Dataset entries
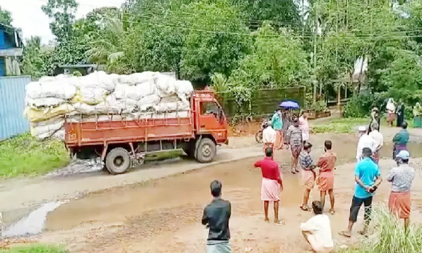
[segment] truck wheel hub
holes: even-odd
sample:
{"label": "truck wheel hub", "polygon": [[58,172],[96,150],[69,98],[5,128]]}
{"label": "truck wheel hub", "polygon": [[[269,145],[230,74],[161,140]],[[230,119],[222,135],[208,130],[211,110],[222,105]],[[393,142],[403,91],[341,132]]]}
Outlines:
{"label": "truck wheel hub", "polygon": [[206,157],[209,157],[211,155],[211,149],[209,145],[205,145],[202,147],[202,154]]}
{"label": "truck wheel hub", "polygon": [[123,157],[121,156],[118,156],[114,158],[114,166],[121,166],[122,164],[123,164]]}

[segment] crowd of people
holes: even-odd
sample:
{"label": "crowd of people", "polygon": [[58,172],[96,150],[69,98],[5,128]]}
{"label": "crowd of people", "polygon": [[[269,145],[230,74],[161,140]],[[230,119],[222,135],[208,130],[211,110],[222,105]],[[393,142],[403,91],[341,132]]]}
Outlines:
{"label": "crowd of people", "polygon": [[[354,170],[355,186],[351,201],[347,229],[339,234],[350,237],[358,213],[363,204],[365,208],[364,226],[358,233],[365,235],[368,232],[371,220],[372,199],[382,178],[378,164],[379,152],[384,145],[384,137],[379,131],[379,116],[376,111],[372,116],[369,127],[358,128],[356,165]],[[379,113],[379,112],[378,112]],[[407,150],[409,134],[407,123],[401,122],[401,130],[393,139],[393,158],[397,162],[387,177],[391,183],[391,192],[389,199],[391,212],[398,218],[404,219],[405,229],[410,222],[411,206],[410,189],[414,178],[415,170],[409,165],[410,154]],[[328,213],[335,214],[333,193],[336,156],[333,151],[333,143],[330,140],[324,142],[324,152],[315,163],[311,155],[312,144],[309,142],[309,129],[306,114],[300,117],[287,116],[286,112],[278,110],[263,132],[265,157],[254,164],[260,168],[262,174],[261,200],[264,202],[264,221],[269,222],[268,208],[273,202],[274,223],[283,225],[279,219],[279,202],[284,186],[279,166],[274,159],[274,152],[286,146],[291,152],[291,172],[301,172],[304,185],[303,200],[300,208],[305,212],[313,211],[314,216],[302,223],[300,227],[304,239],[310,245],[313,252],[334,251],[334,242],[331,235],[330,219],[325,214],[324,207],[327,193],[330,199]],[[310,193],[315,187],[320,192],[320,199],[308,205]],[[229,220],[231,214],[229,202],[221,199],[222,184],[219,181],[211,184],[212,202],[204,209],[202,223],[209,227],[207,252],[209,253],[231,252],[229,243],[230,233]]]}

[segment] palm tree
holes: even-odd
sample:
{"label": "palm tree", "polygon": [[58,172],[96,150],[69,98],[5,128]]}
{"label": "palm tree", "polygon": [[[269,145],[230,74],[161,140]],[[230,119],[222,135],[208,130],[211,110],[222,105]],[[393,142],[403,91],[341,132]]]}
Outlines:
{"label": "palm tree", "polygon": [[112,63],[124,55],[122,38],[126,32],[118,18],[105,20],[104,36],[91,43],[91,49],[86,52],[89,61],[98,64]]}

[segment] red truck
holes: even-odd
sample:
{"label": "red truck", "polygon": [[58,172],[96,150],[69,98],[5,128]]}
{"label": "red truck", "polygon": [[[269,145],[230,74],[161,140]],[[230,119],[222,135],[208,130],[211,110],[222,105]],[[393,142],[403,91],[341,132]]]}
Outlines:
{"label": "red truck", "polygon": [[187,117],[134,120],[67,120],[65,142],[71,155],[101,157],[112,174],[143,164],[145,155],[182,150],[202,163],[211,162],[217,145],[228,144],[228,122],[211,91],[195,91]]}

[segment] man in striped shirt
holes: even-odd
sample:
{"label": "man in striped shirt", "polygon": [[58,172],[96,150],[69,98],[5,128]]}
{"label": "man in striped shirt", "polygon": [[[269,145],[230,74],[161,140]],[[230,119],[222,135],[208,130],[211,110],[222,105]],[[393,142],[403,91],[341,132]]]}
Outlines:
{"label": "man in striped shirt", "polygon": [[299,172],[297,170],[297,163],[299,155],[302,151],[302,130],[299,126],[299,120],[296,118],[293,121],[293,124],[287,130],[287,138],[292,151],[292,173]]}

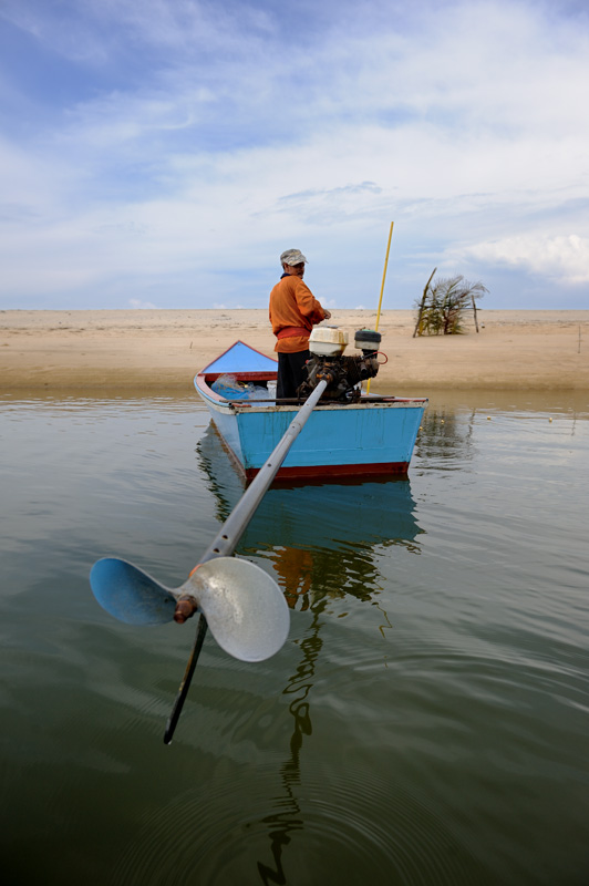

Task description
Rewrite all of the material above with each "even-odd" changed to "nonzero" and everything else kept the same. Leave the pictures out.

Solution for this exercise
[segment] truck wheel hub
holes: nonzero
sample:
{"label": "truck wheel hub", "polygon": [[58,172],[96,150],[69,98],[5,128]]}
{"label": "truck wheel hub", "polygon": [[[269,145],[230,74],[161,140]],[[230,119],[222,135],[208,130],[211,110],[222,105]],[[393,142],[403,91],[341,132]]]}
Outlines:
{"label": "truck wheel hub", "polygon": [[206,157],[209,157],[211,155],[211,149],[209,145],[205,145],[202,147],[202,154]]}
{"label": "truck wheel hub", "polygon": [[123,157],[121,156],[118,156],[114,158],[114,166],[121,166],[122,164],[123,164]]}

[segment] crowd of people
holes: nonzero
sample:
{"label": "crowd of people", "polygon": [[58,172],[96,150],[69,98],[5,128]]}
{"label": "crowd of people", "polygon": [[[269,145],[230,74],[161,140]],[[230,119],[222,135],[208,130],[211,110],[222,105]],[[393,142],[403,91],[341,132]]]}
Outlines:
{"label": "crowd of people", "polygon": [[[354,170],[355,186],[351,201],[347,229],[339,234],[350,237],[358,213],[363,204],[365,208],[364,226],[358,233],[365,235],[368,232],[371,220],[372,199],[382,178],[378,164],[379,152],[384,145],[384,137],[379,131],[379,116],[376,111],[372,116],[369,127],[358,128],[356,165]],[[379,113],[379,112],[378,112]],[[407,150],[409,134],[407,123],[401,122],[401,130],[393,139],[393,158],[397,162],[387,177],[391,183],[391,192],[389,199],[391,212],[398,218],[404,219],[405,229],[410,222],[411,206],[410,189],[414,178],[415,170],[409,165],[410,154]],[[328,213],[335,214],[333,193],[336,156],[333,151],[333,143],[330,140],[324,142],[324,152],[315,163],[311,155],[312,144],[309,142],[309,129],[306,114],[300,117],[287,116],[286,112],[278,110],[263,132],[265,157],[254,164],[260,168],[262,174],[261,200],[264,202],[264,221],[269,222],[268,208],[273,202],[274,223],[283,225],[279,219],[279,202],[284,186],[279,166],[274,159],[274,152],[286,146],[291,152],[291,172],[301,172],[304,185],[303,200],[300,208],[305,212],[313,211],[314,216],[302,223],[300,227],[304,239],[310,245],[313,252],[334,251],[334,242],[331,235],[330,219],[325,214],[324,207],[327,193],[330,199]],[[310,193],[315,187],[320,192],[320,199],[308,205]],[[229,220],[231,214],[229,202],[221,199],[222,184],[219,181],[211,184],[212,202],[204,209],[202,223],[209,227],[207,252],[209,253],[231,252],[229,243],[230,233]]]}

[segment] palm tree
holes: nonzero
sample:
{"label": "palm tree", "polygon": [[58,172],[96,150],[69,98],[5,128]]}
{"label": "palm tree", "polygon": [[[269,145],[230,74],[161,140]],[[230,119],[222,135],[208,130],[211,110],[222,105]],[[393,142],[403,91],[341,132]]]}
Outlines:
{"label": "palm tree", "polygon": [[112,63],[124,55],[122,38],[126,32],[118,18],[105,20],[104,36],[91,43],[91,49],[86,52],[89,61],[98,64]]}

[segment] red truck
holes: nonzero
sample:
{"label": "red truck", "polygon": [[58,172],[96,150],[69,98],[5,128]]}
{"label": "red truck", "polygon": [[[269,145],[230,74],[161,140]],[[230,119],[222,135],[208,130],[211,110],[222,105]],[[393,142],[403,91],[341,132]]]}
Outlines:
{"label": "red truck", "polygon": [[187,117],[134,120],[67,120],[65,142],[71,155],[101,157],[112,174],[143,164],[145,155],[182,150],[202,163],[211,162],[217,145],[228,144],[228,122],[211,91],[195,91]]}

[segment] man in striped shirt
holes: nonzero
sample:
{"label": "man in striped shirt", "polygon": [[58,172],[96,150],[69,98],[5,128]]}
{"label": "man in striped shirt", "polygon": [[[269,145],[230,74],[161,140]],[[230,119],[222,135],[208,130],[211,110],[222,105]],[[393,142],[403,91],[341,132]]]}
Outlines:
{"label": "man in striped shirt", "polygon": [[299,172],[297,170],[297,163],[299,155],[302,151],[302,130],[299,126],[299,120],[296,118],[293,121],[293,124],[287,130],[287,138],[292,151],[292,173]]}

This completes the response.